SOURCE
________________________________________

# Cayenne pepper question again



## blondutahguy (Sep 6, 2009)

what kind of chili would be good to be used instead of cayenne peppers in a buffalo sauce recipe? I bought chile arbol, new mexico chiles, and california chiles, but i have no clue if they are good replacements... help!


----------



## GB (Sep 6, 2009)

It depends on what you are looking for. Chilis are a very personal thing. You can really use any you like. It is up to your taste.


----------



## Selkie (Sep 6, 2009)

Take your pick:

ChilePlants.com - Chile Chart

Enjoy!


----------



## GrillingFool (Sep 6, 2009)

What the heck.... use all three! In moderation, of course!

These fresh or dried?


----------



## BreezyCooking (Sep 6, 2009)

Actually, none of the chilis you mention would make really good substitutes for Buffalo Sauce ingredients (except for perhaps the chili arbol), unless you like your sauce rather meek & mild.  The vinegar-based hot pepper sauces used in making Buffalo Sauce are traditionally made from truly hot peppers like cayenne, Tabasco, etc., etc.  The New Mexico & California chili peppers don't come even remotely close heatwise.

What's the ingredient list for the Buffalo Sauce recipe you're interested in?


----------

________________________________________

(Source data)

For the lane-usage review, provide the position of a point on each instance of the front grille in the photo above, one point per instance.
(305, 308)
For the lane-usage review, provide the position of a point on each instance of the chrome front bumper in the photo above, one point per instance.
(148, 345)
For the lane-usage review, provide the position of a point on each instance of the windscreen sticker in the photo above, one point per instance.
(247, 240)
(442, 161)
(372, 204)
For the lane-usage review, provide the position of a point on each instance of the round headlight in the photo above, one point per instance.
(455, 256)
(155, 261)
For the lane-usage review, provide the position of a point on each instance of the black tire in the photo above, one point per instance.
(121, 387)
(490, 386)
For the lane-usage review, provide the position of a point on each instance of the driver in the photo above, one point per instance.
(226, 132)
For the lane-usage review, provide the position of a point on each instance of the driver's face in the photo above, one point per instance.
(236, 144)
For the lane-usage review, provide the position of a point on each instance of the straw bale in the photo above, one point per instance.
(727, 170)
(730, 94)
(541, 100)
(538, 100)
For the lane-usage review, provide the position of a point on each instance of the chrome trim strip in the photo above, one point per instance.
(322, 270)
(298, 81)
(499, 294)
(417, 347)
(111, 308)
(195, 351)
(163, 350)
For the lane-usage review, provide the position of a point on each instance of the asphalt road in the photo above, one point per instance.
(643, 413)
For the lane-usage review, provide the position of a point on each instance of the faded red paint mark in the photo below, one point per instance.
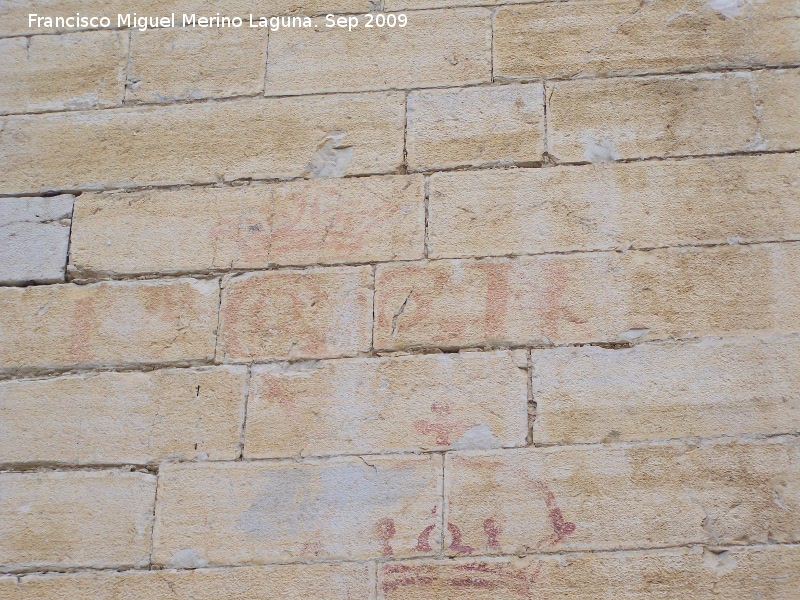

________________________________________

PROBLEMS TO SOLVE
1 - Answer these questions about the thread:
(a) Which three kinds of chiles did blondutahguy buy?
(b) What did GrillingFool ask about those chiles?
(c) What base does BreezyCooking say the hot pepper sauces used for Buffalo Sauce have?
2 - Echo every line of the source data rows word for word, but leave out the pictures.

ANSWERS BY TASK
1 -
(a) Chile arbol, New Mexico chiles, and California chiles.
(b) Whether they were fresh or dried.
(c) Vinegar.

2 -
For the lane-usage review, provide the position of a point on each instance of the front grille in the photo above, one point per instance.
(305, 308)
For the lane-usage review, provide the position of a point on each instance of the chrome front bumper in the photo above, one point per instance.
(148, 345)
For the lane-usage review, provide the position of a point on each instance of the windscreen sticker in the photo above, one point per instance.
(247, 240)
(442, 161)
(372, 204)
For the lane-usage review, provide the position of a point on each instance of the round headlight in the photo above, one point per instance.
(455, 256)
(155, 261)
For the lane-usage review, provide the position of a point on each instance of the black tire in the photo above, one point per instance.
(121, 387)
(490, 386)
For the lane-usage review, provide the position of a point on each instance of the driver in the photo above, one point per instance.
(226, 132)
For the lane-usage review, provide the position of a point on each instance of the driver's face in the photo above, one point per instance.
(236, 144)
For the lane-usage review, provide the position of a point on each instance of the straw bale in the photo above, one point per instance.
(727, 170)
(730, 94)
(541, 100)
(538, 100)
For the lane-usage review, provide the position of a point on each instance of the chrome trim strip in the photo above, one point per instance.
(322, 270)
(298, 81)
(499, 294)
(417, 347)
(111, 308)
(195, 351)
(163, 350)
For the lane-usage review, provide the position of a point on each instance of the asphalt road in the photo above, one point per instance.
(643, 413)
For the lane-usage review, provide the position of a point on each instance of the faded red paint mark in the photo below, one point per instance.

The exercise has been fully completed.